WHAT IS ASKED :: Copy the records word for word, from their first line through the line containing "POLYGON ((152 166, 151", including that line.

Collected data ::

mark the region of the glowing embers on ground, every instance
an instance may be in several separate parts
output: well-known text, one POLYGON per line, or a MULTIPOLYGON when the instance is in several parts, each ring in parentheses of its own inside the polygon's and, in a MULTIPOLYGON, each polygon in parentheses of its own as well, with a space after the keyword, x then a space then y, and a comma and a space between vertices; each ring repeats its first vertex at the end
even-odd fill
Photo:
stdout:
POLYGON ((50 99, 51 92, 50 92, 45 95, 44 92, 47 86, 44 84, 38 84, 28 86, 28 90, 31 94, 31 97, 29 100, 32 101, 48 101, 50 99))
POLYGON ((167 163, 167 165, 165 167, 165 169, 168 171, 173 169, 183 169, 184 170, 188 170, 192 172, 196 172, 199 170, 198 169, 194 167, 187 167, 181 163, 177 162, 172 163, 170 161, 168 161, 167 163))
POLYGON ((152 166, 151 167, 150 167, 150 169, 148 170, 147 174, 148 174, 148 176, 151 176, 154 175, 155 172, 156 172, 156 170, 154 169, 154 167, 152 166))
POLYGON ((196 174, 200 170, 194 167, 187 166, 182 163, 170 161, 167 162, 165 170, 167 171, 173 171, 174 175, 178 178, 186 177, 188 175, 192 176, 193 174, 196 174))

ANSWER TO THE EXERCISE ::
mark the region of the glowing embers on ground, every instance
an instance may be in several separate parts
output: well-known text, one POLYGON per line, or a MULTIPOLYGON when the instance is in several parts, each ring in parentheses of its own inside the polygon's and, in a MULTIPOLYGON, each polygon in parentheses of its own as well, with a space after the keyword, x then a space then y, and a comma and a space between vertices; each ring repeats its first vertex at the end
even-odd fill
Photo:
stdout:
POLYGON ((50 99, 51 92, 50 92, 45 95, 44 92, 47 86, 44 84, 38 84, 28 86, 28 90, 31 94, 31 97, 29 100, 32 101, 48 101, 50 99))
POLYGON ((167 163, 167 165, 165 167, 165 169, 168 171, 173 169, 183 169, 184 170, 188 170, 192 172, 196 172, 199 170, 198 169, 194 167, 187 167, 181 163, 177 162, 172 163, 170 161, 168 161, 167 163))
POLYGON ((152 166, 151 167, 150 167, 150 169, 148 170, 147 174, 148 174, 148 176, 151 176, 154 175, 155 172, 156 172, 156 170, 154 169, 154 167, 152 166))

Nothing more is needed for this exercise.